* **WRITTEN EXERCISE**: Reproduce everything from the line containing "Target: pine tree" down to the end of the material, swapping "bounding boxes" for "rectangular regions" and leaving all else unchanged.

Excerpts of labeled region data
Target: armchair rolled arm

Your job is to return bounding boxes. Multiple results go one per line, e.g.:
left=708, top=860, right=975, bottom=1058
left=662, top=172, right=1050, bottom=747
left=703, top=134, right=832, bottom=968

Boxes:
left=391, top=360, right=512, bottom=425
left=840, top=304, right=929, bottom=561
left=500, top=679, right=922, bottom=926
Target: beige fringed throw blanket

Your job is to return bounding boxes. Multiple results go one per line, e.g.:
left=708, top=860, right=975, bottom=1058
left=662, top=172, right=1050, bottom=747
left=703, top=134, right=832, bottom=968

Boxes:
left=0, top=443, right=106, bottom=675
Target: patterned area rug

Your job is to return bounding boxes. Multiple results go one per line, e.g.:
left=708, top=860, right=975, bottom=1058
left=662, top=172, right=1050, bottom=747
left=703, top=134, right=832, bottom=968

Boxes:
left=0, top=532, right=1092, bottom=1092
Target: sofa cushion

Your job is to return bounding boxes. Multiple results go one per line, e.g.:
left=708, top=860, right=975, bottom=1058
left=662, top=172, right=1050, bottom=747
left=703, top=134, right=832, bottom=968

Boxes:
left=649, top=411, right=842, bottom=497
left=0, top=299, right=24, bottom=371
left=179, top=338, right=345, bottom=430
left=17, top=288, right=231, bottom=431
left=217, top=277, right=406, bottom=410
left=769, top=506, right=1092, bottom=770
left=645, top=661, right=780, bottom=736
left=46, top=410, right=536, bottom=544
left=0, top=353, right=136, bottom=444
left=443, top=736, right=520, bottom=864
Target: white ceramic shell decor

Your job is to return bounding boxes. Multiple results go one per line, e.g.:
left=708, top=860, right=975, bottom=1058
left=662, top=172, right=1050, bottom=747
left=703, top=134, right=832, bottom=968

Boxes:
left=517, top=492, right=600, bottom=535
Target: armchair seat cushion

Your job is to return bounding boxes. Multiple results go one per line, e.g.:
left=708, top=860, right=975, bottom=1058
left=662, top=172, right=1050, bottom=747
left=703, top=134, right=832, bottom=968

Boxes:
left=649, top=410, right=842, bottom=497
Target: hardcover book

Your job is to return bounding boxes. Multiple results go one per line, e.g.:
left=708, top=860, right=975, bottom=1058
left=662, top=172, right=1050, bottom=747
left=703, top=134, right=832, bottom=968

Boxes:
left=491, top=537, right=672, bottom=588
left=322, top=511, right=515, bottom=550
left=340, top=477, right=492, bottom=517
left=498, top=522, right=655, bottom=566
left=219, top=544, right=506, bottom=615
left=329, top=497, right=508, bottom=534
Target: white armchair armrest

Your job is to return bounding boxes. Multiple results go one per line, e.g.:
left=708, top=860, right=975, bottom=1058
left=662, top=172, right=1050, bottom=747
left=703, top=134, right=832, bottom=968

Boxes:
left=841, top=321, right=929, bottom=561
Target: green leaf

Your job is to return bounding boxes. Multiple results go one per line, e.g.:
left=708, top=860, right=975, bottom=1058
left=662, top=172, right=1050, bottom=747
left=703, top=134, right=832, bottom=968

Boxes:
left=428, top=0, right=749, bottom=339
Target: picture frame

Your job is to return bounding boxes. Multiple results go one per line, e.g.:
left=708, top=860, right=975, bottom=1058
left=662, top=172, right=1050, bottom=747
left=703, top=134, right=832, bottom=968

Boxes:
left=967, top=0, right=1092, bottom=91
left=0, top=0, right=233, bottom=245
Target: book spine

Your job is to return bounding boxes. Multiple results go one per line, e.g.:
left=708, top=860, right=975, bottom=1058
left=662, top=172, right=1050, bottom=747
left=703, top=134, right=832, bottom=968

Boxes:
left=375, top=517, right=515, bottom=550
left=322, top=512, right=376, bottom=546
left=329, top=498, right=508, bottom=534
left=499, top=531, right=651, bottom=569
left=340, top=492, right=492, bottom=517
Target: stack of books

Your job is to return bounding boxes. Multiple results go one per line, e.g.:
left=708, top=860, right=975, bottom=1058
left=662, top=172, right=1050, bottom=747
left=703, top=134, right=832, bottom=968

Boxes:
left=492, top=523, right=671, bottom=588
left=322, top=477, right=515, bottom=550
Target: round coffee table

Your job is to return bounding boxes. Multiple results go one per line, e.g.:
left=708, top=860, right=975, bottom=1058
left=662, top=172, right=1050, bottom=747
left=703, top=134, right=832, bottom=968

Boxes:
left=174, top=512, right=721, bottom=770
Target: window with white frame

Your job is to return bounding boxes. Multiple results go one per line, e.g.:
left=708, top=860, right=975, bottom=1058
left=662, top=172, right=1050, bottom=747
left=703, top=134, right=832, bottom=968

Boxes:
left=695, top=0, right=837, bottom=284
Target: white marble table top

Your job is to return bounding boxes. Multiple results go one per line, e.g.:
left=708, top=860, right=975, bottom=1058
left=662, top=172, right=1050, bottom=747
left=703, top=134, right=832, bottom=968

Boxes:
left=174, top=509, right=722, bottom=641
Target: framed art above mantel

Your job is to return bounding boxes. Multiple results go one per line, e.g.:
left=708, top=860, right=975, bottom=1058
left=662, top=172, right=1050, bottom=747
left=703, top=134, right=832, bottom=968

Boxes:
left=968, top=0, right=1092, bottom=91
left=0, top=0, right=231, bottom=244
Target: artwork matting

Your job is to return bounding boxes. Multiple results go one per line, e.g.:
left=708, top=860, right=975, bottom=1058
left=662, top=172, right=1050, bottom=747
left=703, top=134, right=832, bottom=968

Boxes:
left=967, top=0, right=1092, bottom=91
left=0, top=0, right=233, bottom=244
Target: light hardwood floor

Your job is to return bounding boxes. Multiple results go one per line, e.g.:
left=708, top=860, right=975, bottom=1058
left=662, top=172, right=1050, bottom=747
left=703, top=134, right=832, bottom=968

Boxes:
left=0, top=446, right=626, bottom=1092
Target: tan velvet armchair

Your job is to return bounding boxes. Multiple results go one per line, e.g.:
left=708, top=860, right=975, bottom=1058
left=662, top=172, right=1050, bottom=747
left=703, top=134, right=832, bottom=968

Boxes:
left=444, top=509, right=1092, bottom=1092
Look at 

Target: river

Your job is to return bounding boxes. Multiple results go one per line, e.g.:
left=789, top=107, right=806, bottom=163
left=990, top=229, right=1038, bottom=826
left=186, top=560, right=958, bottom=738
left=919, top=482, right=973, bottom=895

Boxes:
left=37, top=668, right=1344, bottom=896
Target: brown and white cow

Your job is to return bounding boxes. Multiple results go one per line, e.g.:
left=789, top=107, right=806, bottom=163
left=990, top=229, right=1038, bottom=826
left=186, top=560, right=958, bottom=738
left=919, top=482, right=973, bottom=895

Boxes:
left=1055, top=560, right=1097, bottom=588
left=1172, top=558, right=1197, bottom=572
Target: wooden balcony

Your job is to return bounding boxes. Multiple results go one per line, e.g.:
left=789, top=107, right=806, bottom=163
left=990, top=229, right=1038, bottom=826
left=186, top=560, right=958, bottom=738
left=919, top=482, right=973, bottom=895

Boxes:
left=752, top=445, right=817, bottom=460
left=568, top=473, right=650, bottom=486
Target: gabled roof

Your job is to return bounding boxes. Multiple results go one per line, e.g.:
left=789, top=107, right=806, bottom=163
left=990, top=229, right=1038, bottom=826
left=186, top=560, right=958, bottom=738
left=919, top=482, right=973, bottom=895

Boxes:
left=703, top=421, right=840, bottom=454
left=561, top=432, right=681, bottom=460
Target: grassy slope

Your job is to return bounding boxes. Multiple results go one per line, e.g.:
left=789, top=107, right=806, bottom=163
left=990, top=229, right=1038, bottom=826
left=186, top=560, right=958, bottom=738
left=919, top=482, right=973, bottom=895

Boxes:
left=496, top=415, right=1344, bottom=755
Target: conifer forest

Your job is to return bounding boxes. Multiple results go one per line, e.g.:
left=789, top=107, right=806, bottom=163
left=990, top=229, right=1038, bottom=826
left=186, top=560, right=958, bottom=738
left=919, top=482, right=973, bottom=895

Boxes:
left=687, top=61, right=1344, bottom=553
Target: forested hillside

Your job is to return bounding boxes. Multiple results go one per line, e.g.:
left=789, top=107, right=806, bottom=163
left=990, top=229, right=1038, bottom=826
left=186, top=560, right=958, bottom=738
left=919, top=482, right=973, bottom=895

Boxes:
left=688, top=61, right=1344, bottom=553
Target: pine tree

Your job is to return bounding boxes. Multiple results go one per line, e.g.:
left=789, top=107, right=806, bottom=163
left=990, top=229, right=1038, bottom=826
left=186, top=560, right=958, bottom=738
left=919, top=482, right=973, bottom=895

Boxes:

* **WRITTEN SOLUTION**:
Target: pine tree

Your job is to return rectangular regions. Multiple results go one per line, e.g.:
left=789, top=107, right=806, bottom=163
left=990, top=229, right=1038, bottom=826
left=186, top=560, right=958, bottom=738
left=919, top=482, right=973, bottom=895

Boxes:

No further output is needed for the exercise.